═══ Material for this exercise ═══
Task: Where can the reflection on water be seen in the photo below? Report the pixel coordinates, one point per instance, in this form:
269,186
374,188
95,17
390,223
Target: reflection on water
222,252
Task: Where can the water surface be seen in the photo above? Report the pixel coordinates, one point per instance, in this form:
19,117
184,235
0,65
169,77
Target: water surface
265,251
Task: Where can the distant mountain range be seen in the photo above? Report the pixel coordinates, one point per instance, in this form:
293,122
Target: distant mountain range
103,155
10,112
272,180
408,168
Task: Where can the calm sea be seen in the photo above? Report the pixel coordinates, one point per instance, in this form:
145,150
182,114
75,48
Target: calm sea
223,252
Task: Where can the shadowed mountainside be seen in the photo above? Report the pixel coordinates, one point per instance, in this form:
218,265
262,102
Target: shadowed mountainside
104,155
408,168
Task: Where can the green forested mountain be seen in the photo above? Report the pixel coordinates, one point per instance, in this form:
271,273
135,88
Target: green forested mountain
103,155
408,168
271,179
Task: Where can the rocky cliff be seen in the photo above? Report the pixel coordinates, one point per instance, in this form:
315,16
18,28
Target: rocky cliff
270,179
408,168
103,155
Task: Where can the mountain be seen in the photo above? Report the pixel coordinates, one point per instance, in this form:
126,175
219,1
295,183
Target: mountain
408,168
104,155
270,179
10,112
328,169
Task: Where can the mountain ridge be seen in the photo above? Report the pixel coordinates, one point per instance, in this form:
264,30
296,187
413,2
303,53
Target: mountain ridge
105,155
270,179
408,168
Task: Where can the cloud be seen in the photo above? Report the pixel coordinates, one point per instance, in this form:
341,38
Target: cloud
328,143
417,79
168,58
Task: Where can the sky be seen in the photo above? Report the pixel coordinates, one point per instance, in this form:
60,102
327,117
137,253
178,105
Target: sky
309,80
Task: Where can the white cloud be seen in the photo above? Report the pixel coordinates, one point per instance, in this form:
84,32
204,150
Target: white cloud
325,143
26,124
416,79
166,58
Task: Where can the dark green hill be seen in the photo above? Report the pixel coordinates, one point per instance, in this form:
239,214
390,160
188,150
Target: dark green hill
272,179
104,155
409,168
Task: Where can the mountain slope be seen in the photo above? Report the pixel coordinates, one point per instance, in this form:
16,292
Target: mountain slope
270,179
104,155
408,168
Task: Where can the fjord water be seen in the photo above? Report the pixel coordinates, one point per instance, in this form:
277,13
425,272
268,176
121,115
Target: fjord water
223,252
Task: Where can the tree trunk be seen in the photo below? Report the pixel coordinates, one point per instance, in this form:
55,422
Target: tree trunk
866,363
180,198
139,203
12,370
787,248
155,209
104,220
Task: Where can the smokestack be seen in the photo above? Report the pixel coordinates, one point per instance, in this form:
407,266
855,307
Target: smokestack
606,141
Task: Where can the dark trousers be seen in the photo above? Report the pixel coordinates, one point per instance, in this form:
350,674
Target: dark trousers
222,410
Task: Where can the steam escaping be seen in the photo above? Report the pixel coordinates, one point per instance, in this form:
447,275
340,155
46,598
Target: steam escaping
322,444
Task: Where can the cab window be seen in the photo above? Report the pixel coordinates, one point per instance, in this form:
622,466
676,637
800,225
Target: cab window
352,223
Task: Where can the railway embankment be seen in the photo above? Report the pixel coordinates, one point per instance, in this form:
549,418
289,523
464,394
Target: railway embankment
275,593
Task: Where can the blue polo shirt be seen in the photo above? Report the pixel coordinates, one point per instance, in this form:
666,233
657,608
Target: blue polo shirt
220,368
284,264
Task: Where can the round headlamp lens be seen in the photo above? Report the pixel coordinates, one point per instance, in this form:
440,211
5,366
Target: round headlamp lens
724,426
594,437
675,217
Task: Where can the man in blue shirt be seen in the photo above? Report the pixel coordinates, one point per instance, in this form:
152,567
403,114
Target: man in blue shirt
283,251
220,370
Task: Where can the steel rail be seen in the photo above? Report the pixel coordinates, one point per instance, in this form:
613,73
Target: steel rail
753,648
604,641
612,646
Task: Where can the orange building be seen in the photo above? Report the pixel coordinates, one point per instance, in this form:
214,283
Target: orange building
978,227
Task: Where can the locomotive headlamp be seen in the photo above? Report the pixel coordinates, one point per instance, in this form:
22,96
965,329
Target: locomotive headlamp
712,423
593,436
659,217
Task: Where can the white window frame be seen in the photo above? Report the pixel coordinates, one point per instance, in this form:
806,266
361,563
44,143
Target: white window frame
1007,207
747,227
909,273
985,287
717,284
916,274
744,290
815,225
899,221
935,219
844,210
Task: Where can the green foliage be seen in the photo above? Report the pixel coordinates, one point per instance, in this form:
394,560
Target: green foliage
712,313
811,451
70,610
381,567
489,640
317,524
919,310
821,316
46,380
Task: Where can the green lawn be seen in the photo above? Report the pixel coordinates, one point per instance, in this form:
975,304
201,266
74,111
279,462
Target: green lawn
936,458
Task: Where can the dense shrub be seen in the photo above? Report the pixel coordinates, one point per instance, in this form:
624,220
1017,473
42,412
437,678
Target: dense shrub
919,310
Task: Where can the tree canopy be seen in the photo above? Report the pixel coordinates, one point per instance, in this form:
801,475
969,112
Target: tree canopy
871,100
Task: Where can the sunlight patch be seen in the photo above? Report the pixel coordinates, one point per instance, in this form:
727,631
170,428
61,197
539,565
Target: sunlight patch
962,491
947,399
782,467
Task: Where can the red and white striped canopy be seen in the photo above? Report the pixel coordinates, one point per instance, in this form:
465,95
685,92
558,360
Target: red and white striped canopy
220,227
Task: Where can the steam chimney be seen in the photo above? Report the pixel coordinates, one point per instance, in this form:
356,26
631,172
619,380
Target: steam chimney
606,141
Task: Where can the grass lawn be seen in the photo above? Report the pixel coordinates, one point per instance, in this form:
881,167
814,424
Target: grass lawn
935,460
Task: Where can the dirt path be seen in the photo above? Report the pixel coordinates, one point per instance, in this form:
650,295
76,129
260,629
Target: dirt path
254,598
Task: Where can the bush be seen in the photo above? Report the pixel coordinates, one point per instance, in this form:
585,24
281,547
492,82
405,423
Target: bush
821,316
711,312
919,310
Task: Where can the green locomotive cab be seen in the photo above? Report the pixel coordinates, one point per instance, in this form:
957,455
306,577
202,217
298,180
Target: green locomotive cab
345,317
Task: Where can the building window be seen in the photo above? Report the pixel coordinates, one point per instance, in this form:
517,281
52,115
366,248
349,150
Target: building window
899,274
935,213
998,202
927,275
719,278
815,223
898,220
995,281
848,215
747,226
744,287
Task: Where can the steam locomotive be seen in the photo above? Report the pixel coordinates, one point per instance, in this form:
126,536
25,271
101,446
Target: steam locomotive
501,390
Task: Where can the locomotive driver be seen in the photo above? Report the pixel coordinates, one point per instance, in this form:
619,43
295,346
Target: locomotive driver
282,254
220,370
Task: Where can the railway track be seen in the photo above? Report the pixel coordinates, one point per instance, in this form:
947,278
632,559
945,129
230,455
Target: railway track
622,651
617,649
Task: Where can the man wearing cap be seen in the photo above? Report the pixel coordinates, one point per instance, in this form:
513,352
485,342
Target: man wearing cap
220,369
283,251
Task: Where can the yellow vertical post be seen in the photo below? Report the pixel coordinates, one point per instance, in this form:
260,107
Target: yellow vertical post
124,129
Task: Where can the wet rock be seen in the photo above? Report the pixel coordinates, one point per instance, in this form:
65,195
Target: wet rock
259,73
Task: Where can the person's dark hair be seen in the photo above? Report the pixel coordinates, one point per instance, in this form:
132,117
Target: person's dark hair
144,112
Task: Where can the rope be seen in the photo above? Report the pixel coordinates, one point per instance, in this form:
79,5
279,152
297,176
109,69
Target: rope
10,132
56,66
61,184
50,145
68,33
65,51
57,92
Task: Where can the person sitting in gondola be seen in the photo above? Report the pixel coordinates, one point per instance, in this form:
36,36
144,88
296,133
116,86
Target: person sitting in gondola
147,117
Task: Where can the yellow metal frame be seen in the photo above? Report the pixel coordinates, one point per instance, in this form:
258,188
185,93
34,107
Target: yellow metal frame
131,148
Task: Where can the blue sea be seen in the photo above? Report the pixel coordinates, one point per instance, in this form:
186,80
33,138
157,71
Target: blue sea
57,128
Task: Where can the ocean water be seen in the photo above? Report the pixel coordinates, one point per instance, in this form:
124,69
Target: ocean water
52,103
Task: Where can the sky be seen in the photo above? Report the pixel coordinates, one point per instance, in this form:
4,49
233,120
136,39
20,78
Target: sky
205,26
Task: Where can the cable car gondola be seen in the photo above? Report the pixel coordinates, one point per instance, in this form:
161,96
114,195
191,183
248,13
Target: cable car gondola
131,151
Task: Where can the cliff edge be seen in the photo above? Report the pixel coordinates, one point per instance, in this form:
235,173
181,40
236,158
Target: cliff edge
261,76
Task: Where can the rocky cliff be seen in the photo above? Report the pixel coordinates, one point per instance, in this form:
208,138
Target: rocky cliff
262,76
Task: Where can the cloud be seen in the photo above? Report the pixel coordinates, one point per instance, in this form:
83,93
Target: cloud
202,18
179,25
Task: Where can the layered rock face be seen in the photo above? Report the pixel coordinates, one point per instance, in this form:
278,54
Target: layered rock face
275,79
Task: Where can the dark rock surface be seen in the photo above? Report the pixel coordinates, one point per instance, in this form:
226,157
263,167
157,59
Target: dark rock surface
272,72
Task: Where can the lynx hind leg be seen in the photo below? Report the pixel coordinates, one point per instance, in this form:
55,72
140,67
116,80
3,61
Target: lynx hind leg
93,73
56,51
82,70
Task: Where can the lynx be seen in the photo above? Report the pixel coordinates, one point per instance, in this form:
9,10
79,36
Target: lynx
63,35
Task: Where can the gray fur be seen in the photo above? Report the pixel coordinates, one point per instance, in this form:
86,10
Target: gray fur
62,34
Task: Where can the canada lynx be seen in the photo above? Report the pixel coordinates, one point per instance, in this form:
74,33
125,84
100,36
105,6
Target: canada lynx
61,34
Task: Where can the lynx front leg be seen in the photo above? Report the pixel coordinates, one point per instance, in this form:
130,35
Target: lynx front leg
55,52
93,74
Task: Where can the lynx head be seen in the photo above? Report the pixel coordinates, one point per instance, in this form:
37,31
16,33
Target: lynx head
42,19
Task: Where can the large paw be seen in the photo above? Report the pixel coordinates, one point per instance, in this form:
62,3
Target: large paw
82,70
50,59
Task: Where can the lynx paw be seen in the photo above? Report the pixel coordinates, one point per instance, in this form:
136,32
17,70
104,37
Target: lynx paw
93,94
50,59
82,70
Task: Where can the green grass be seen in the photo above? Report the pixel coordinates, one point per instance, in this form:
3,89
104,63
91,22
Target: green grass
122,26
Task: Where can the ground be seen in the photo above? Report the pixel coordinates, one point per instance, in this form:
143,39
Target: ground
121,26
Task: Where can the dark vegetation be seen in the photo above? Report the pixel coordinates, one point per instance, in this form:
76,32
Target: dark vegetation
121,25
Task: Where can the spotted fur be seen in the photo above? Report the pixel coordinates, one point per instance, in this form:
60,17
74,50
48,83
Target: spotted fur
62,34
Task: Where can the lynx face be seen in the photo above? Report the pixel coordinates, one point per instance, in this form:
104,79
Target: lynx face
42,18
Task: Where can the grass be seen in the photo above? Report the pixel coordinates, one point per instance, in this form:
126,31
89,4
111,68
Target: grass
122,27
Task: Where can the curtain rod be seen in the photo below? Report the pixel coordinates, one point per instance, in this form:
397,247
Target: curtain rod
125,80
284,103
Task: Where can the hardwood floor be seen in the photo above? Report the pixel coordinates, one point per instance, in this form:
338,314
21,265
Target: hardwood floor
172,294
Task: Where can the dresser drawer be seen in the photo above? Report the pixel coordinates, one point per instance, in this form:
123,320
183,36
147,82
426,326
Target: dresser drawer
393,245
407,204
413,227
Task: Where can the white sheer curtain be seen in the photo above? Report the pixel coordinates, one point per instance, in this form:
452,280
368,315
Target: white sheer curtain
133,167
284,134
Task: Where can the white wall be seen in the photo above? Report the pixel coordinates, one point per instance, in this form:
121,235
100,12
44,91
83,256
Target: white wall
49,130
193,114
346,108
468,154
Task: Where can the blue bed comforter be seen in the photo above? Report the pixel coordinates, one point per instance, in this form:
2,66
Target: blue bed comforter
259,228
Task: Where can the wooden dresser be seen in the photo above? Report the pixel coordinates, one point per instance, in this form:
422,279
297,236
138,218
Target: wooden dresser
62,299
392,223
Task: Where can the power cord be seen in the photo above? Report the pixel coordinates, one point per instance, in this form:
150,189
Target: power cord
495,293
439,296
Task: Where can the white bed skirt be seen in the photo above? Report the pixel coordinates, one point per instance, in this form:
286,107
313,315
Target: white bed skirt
═══
Render the lines of the listing as a Markdown table with columns named Row and Line, starting at the line that contains "Task: Where can the power" and ending at the last line of the listing. Number each line in the Row column and leave out any blank lines.

Answer to the exercise:
| Row | Line |
|---|---|
| 1 | Task: Where can the power cord be seen in the photo above? Report the pixel coordinates, one point per instance, in this form: |
| 2 | 150,189 |
| 3 | Target: power cord |
| 4 | 495,293 |
| 5 | 439,296 |
| 6 | Task: Where can the white bed skirt be seen in the photo above? Report the pixel coordinates, one point per instance, in this form: |
| 7 | 286,107 |
| 8 | 313,315 |
| 9 | Target: white bed skirt |